Provided information
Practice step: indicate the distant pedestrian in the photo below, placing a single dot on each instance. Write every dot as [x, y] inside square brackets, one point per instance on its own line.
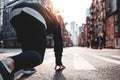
[32, 23]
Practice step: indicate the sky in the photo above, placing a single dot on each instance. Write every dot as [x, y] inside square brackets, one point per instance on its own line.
[74, 10]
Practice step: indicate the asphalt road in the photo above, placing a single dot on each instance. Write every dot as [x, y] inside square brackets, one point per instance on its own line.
[81, 64]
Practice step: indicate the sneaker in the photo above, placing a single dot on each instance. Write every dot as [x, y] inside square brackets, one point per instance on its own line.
[4, 74]
[59, 68]
[29, 71]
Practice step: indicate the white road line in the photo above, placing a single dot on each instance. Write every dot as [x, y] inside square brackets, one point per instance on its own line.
[48, 61]
[115, 56]
[81, 64]
[107, 59]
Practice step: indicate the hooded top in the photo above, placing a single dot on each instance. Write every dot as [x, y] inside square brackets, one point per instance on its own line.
[45, 16]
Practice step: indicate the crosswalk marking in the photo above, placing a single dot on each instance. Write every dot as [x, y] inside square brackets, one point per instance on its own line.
[115, 56]
[107, 59]
[81, 64]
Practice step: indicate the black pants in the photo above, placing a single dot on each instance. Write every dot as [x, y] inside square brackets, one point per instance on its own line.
[31, 33]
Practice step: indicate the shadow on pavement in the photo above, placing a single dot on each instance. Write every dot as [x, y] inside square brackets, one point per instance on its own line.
[59, 75]
[22, 77]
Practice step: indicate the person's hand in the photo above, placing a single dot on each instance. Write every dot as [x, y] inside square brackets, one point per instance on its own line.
[59, 67]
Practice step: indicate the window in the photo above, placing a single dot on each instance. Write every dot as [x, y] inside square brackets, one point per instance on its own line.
[116, 28]
[116, 18]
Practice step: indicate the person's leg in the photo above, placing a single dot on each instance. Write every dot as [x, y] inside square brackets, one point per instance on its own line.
[32, 35]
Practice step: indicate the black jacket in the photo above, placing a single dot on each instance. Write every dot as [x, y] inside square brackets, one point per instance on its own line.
[51, 22]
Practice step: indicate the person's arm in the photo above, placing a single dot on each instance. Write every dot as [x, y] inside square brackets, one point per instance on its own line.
[58, 45]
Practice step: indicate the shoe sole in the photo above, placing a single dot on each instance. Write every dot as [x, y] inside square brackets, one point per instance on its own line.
[4, 73]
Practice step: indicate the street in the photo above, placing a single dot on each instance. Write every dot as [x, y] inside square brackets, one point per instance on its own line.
[81, 64]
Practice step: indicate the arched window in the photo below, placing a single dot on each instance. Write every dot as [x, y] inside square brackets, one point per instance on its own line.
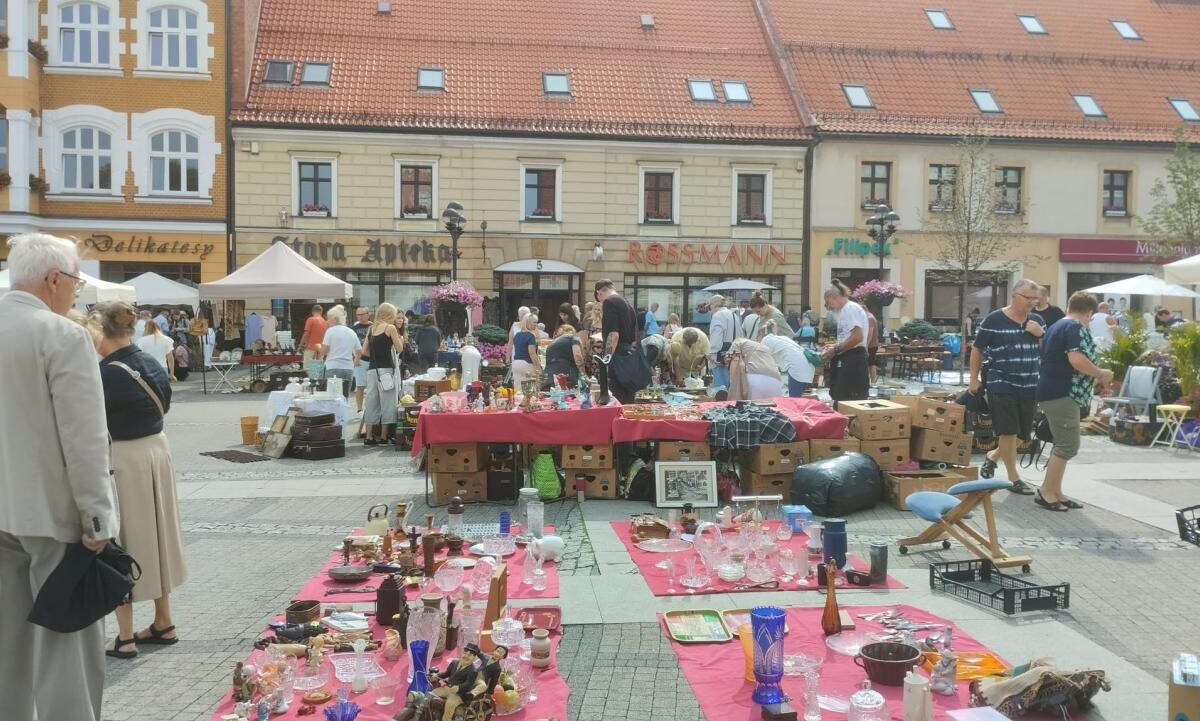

Objective
Pull out every line of the records that contains the string "person", matching case exactly, and list those lines.

Exercise answer
Practice step: indicate the person's hand in the photo above, placing a single dot on each instance. Write every dot as [x, y] inside square brackets, one point per instance on its own line.
Practice step: indicate the person's leg in the photo above, placing a single dot on each instance. Write every dot as [x, y] inside square brackets, one point per instance on its own line.
Practice step: indicate the person's arm in the photo above, placing a single dot on each instance. Write every dot as [x, y] inside square brackets, one point per instance on its own line.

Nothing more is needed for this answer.